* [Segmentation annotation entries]
(begin)
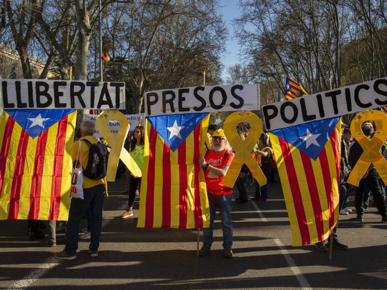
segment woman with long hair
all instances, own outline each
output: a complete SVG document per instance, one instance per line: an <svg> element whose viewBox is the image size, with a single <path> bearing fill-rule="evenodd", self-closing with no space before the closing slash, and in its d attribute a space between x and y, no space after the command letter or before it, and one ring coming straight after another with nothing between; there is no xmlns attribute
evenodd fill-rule
<svg viewBox="0 0 387 290"><path fill-rule="evenodd" d="M135 160L140 169L143 170L144 162L144 144L145 135L145 129L142 126L137 126L135 128L134 138L131 141L129 147L129 154ZM127 202L127 208L121 214L120 217L126 219L133 216L133 203L136 198L136 191L137 186L141 187L141 177L135 177L132 174L130 176L130 185L129 186L129 200Z"/></svg>

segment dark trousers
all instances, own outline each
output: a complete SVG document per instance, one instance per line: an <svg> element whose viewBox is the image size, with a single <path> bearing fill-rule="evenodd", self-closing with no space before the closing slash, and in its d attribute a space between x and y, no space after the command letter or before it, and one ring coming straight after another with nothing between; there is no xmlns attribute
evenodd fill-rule
<svg viewBox="0 0 387 290"><path fill-rule="evenodd" d="M84 188L84 199L71 199L66 232L66 246L64 248L65 251L69 255L75 255L78 248L79 224L89 206L91 218L91 241L89 249L92 252L98 251L102 226L102 207L104 193L105 185L99 184L90 188Z"/></svg>
<svg viewBox="0 0 387 290"><path fill-rule="evenodd" d="M130 186L129 187L129 201L127 202L128 206L131 207L133 206L136 198L136 191L137 190L137 186L141 187L141 177L135 177L131 174Z"/></svg>
<svg viewBox="0 0 387 290"><path fill-rule="evenodd" d="M379 185L377 173L373 168L368 173L366 177L362 178L359 183L359 187L356 188L355 192L355 207L356 208L356 213L363 214L364 211L361 207L363 203L363 196L364 192L364 186L367 184L369 187L370 191L373 196L373 200L376 203L376 207L382 216L386 214L385 203L381 194L381 190Z"/></svg>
(end)
* [TASK]
Render every line of the entries above as a numbered list, omitting blank lines and leaving out the pictures.

* [RESPONSE BELOW]
1. segment woman with long hair
2. all instances, own outline each
3. output: a complete SVG document per instance, one instance per line: an <svg> element whose viewBox is the image size, with a single <path> bearing fill-rule="evenodd", self-closing with no space before the closing slash, and in its d attribute a space between x and y, no space after the command letter or before it, and one ring coming straight after another with nothing between; there is no xmlns attribute
4. evenodd fill-rule
5. <svg viewBox="0 0 387 290"><path fill-rule="evenodd" d="M135 160L140 169L143 170L144 162L144 144L145 135L145 129L142 126L137 126L135 128L134 138L131 141L129 147L129 154ZM127 202L127 208L121 214L120 217L126 219L133 216L133 203L136 198L136 191L137 186L141 187L141 177L135 177L132 174L130 176L130 185L129 186L129 200Z"/></svg>
6. segment dark trousers
7. all instances, own outline each
8. output: a complete SVG document per instance, one instance per line: an <svg> element whose viewBox is the image size, with a single <path> bearing fill-rule="evenodd", self-closing with no space before the closing slash, and in its d attribute a space between x and y, no space after the command letter or before it, and one ring coming straight after another with nothing between; there is no xmlns attribute
9. evenodd fill-rule
10. <svg viewBox="0 0 387 290"><path fill-rule="evenodd" d="M84 188L84 199L71 199L66 232L66 246L64 248L65 251L69 255L75 255L78 248L79 224L89 206L91 218L91 241L89 249L92 252L98 251L102 226L102 207L104 193L105 185L99 184L90 188Z"/></svg>
11. <svg viewBox="0 0 387 290"><path fill-rule="evenodd" d="M130 186L129 187L129 201L127 202L128 206L131 207L133 206L136 198L136 191L137 190L137 186L141 187L141 177L135 177L131 174Z"/></svg>
12. <svg viewBox="0 0 387 290"><path fill-rule="evenodd" d="M379 185L377 173L373 168L368 173L366 177L362 178L359 183L359 187L356 188L355 192L355 207L356 208L356 213L363 214L364 211L361 207L363 203L363 196L364 192L364 186L367 184L369 187L370 191L373 196L373 200L376 203L376 207L382 216L386 214L385 203L381 194L381 190Z"/></svg>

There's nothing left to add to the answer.